Reproduce everything in the blog post below about maps, from "So, yes, I have" down to "have these sketches...".

- _Provided text_:
[Start]
Showing posts with label high fantasy. Show all posts
Showing posts with label high fantasy. Show all posts

Friday, May 1, 2015

May Day, Map Day


Return the map! It will bring you great danger.

The map is not the story, but if your characters leave the house and wander around at all, you'll need a map. You can have it before you begin, or you can draw it as you go, but you need a sense of location or you'll get lost, and no one likes it when the author -- the tour guide, after all -- can't find their way around.

My maps are minimal. High Fantasy has a history of being extravagant with unnecessary details, and I resist that -- I tend to follow the maxim "Cut out all the parts that aren't interesting" (Ray Vukcevich, to Jay Lake, as related here)

So, yes, I have my maps. Right by my computer so I can see where the action is happening and where my people are going. Check that it all makes sense.

Still, somehow, it didn't occur to me that the reader might also like to know where the action was happening and where the characters were going. So I was surprised when my editor said, "we'll need your map, of course."

Need my map? But... but... I'm not a map person. I just have these sketches...

No problem, my editor says, we have a guy for that.

I do a little research on their guy and I'm suitably impressed; he's discussed with reverence and awe. His job is to take my map and make it look good. I provide the raw materials and he makes it sparkle and shine.

I slowly exhale. I don't have to worry about the map after all.

Well, wait -- I have to give him something, and it has to be correct. I take a closer look at the sketch I'm planning to send him, and I realize some of the details are, ahem, not quite right.

Oh, not the book -- the narrative itself is flawless, as to places and directions. Ahem. But primarily it's my map that needs fixing. Provinces where they should be. Villages and cities moved to the right -- if general -- location. Major rivers inserted. Show the Great Road. Things that if you're going to bother with a map at all, need to be present and correct enough to elucidate rather than befuddle.

Here we go into the warm part of the year. The well-lit part of the year. Good light by which to draw.

Map Day.
[End]
- _Data lines_:
[Start]
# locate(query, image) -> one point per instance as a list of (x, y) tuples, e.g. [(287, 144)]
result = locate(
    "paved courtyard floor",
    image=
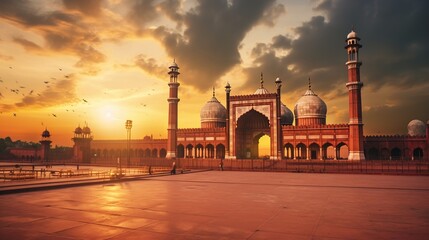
[End]
- _Result of this exercise_:
So, yes, I have my maps. Right by my computer so I can see where the action is happening and where my people are going. Check that it all makes sense.

Still, somehow, it didn't occur to me that the reader might also like to know where the action was happening and where the characters were going. So I was surprised when my editor said, "we'll need your map, of course."

Need my map? But... but... I'm not a map person. I just have these sketches...